Tools, comments, patches & documentation most welcome.

Have fun...

Sponsored by: http://www.rndassociates.com/
Run for almost a year by: http://www.servetheweb.com/


# 88c5ea45 25-Jan-1999 Julian Elischer <julian@FreeBSD.org>

Enable Linux threads support by default.
This takes the conditionals out of the code that has been tested by
various people for a while.
ps and friends (libkvm) will need a recompile as some proc structure
changes are made.

Submitted by: "Richard Seaman, Jr." <dick@tar.com>


# 219cbf59 09-Jan-1999 Eivind Eklund <eivind@FreeBSD.org>

KNFize, by bde.


# 5526d2d9 08-Jan-1999 Eivind Eklund <eivind@FreeBSD.org>

Split DIAGNOSTIC -> DIAGNOSTIC, INVARIANTS, and INVARIANT_SUPPORT as
discussed on -hackers.

Introduce 'KASSERT(assertion, ("panic message", args))' for simple
check + panic.

Reviewed by: msmith


# 6626c604 18-Dec-1998 Julian Elischer <julian@FreeBSD.org>

Reviewed by: Luoqi Chen, Jordan Hubbard
Submitted by: "Richard Seaman, Jr." <lists@tar.com>
Obtained from: linux :-)

Code to allow Linux Threads to run under FreeBSD.

By default not enabled
This code is dependent on the conditional
COMPAT_LINUX_THREADS (suggested by Garret)
This is not yet a 'real' option but will be within some number of hours.


# 0bfe2990 01-Dec-1998 Eivind Eklund <eivind@FreeBSD.org>

Check return value of malloc() in expand_name.

Reviewed by: sef


# 831d27a9 11-Nov-1998 Don Lewis <truckman@FreeBSD.org>

Installed the second patch attached to kern/7899 with some changes suggested
by bde, a few other tweaks to get the patch to apply cleanly again and
some improvements to the comments.

This change closes some fairly minor security holes associated with
F_SETOWN, fixes a few bugs, and removes some limitations that F_SETOWN
had on tty devices. For more details, see the description on the PR.

__Input data__:
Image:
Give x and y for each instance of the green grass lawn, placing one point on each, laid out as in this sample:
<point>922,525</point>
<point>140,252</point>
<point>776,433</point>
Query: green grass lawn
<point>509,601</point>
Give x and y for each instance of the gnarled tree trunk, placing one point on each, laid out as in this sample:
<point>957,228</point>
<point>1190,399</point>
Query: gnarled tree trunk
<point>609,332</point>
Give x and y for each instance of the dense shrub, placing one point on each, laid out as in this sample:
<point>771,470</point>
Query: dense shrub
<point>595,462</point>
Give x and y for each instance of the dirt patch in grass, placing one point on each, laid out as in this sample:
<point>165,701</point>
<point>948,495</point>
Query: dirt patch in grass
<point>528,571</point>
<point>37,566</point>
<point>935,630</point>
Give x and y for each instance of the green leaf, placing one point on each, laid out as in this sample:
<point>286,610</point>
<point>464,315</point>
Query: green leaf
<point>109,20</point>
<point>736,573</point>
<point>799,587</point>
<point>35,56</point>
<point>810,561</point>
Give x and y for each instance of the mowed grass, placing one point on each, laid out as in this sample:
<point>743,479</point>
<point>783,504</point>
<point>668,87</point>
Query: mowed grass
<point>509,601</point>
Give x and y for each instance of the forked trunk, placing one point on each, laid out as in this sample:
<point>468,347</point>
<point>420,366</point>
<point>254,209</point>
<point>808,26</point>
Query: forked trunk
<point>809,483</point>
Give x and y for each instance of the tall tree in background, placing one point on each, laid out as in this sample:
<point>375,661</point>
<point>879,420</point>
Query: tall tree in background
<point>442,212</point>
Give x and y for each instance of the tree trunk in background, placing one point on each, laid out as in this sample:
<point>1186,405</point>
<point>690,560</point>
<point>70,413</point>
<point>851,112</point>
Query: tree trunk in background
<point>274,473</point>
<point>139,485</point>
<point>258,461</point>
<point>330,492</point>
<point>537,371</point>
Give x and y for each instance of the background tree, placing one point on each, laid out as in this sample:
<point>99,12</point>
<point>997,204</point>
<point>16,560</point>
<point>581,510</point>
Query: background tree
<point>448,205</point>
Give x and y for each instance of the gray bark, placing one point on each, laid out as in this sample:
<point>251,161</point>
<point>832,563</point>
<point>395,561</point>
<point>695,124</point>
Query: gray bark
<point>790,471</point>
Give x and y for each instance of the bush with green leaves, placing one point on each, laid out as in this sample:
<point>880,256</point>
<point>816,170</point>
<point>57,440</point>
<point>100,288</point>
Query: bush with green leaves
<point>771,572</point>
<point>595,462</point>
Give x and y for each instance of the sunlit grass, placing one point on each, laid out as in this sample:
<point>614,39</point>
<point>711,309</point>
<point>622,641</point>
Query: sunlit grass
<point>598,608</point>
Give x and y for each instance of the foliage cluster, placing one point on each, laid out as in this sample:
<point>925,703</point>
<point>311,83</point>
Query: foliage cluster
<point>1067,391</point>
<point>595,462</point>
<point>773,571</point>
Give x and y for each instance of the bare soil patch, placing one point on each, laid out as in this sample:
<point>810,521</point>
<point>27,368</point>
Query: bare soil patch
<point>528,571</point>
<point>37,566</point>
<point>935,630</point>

__Your tasks__:
**a.** In the FreeBSD commit log, which conditional does the Linux Threads code added on 18-Dec-1998 depend on?
**b.** Pick up the FreeBSD commit log after its final sentence and continue it.

__Task-by-task answers__:
**a.** COMPAT_LINUX_THREADS

**b.**
Because this patch increases the size of the proc and pgrp structures,
it is necessary to re-install the includes and recompile libkvm,
the vinum lkm, fstat, gcore, gdb, ipfilter, ps, top, and w.

PR: kern/7899
Reviewed by: bde, elvind


# 2c2a0cf1 21-Oct-1998 John Polstra <jdp@FreeBSD.org>

Eliminate a superfluous comment.


# c2844275 14-Sep-1998 John Polstra <jdp@FreeBSD.org>

Remove includes that are no longer needed, now that the core dumping
code has been moved into the respective imgact_xxx.c sources.


# 22d4b0fb 13-Sep-1998 John Polstra <jdp@FreeBSD.org>

Add provisions for variant core dump file formats, depending on the
object format of the executable being dumped. This is the first
step toward producing ELF core dumps in the proper format. I will
commit the code to generate the ELF core dumps Real Soon Now. In
the meantime, ELF executables won't dump core at all. That is
probably no less useful than dumping a.out-style core dumps as they
have done until now.

Submitted by: Alex <garbanzo@hooked.net> (with very minor changes by me)


# 57308494 28-Jul-1998 Joerg Wunsch <joerg@FreeBSD.org>

Make the logging of abnormally exiting processes optional by a sysctl.
PR: kern/1711
Submitted by: Nick Sayer <nsayer@kfu.com>


# a23d65bf 14-Jul-1998 Bruce Evans <bde@FreeBSD.org>

Cast pointers to uintptr_t/intptr_t instead of to u_long/long,
respectively. Most of the longs should probably have been
u_longs, but this changes is just to prevent warnings about
casts between pointers and integers of different sizes, not
to fix poorly chosen types.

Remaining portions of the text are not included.